Material for this task:
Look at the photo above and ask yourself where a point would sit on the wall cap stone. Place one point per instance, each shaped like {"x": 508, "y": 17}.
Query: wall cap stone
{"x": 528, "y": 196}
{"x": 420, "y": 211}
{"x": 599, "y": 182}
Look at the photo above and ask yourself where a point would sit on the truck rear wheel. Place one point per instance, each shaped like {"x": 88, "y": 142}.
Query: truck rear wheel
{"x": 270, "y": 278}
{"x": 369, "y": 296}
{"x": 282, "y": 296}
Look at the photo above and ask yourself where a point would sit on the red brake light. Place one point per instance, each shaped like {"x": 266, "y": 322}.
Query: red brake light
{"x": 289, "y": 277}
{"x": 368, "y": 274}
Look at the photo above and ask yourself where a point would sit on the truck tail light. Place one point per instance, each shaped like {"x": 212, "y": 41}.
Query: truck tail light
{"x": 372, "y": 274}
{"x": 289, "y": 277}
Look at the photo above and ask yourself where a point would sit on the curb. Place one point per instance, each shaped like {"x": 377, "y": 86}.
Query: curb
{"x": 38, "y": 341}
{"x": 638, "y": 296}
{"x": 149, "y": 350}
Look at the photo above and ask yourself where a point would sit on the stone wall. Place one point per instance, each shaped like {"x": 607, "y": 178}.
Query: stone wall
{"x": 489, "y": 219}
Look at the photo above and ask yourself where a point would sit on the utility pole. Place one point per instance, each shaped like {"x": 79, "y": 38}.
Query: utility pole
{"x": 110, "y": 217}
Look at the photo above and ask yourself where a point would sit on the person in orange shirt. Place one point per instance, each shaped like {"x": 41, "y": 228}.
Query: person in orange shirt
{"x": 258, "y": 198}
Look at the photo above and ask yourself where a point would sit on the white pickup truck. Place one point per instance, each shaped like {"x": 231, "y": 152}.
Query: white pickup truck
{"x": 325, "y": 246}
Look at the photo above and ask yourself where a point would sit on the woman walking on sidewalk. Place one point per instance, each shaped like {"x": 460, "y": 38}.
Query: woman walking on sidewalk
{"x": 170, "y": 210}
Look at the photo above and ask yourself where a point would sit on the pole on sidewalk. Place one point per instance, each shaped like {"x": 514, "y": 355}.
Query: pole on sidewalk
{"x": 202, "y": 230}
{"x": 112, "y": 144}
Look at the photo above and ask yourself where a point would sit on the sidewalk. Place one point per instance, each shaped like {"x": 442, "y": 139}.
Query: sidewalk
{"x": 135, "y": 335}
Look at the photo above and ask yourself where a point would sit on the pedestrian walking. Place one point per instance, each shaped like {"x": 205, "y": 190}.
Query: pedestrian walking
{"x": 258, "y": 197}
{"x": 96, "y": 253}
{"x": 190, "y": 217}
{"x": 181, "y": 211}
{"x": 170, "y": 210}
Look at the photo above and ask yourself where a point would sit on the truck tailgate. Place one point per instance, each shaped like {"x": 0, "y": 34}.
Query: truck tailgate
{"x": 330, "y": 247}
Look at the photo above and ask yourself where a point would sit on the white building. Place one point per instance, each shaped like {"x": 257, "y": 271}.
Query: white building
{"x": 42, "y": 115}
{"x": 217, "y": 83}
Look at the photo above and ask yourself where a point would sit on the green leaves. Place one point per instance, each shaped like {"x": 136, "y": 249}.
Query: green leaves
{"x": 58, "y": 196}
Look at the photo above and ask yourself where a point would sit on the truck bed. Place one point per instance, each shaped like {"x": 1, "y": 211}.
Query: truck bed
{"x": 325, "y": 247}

What you will do:
A verbatim transcription is required of the lines from the one with "the white building." through the final line of the entries above, and of nothing else.

Response to this task:
Look at the photo above and ask yourself where a point would sit on the white building. Place one point per instance, each shaped like {"x": 257, "y": 271}.
Query: white building
{"x": 42, "y": 115}
{"x": 217, "y": 83}
Look at the photo above and ask yourself where a point would sit on the green leaves. Place one point per instance, each shaped like {"x": 136, "y": 249}.
Query: green leaves
{"x": 58, "y": 196}
Look at the photo above and ask yourself where a point would sit on the truck bed. Place one point per instance, each shaped like {"x": 1, "y": 211}.
Query: truck bed
{"x": 325, "y": 247}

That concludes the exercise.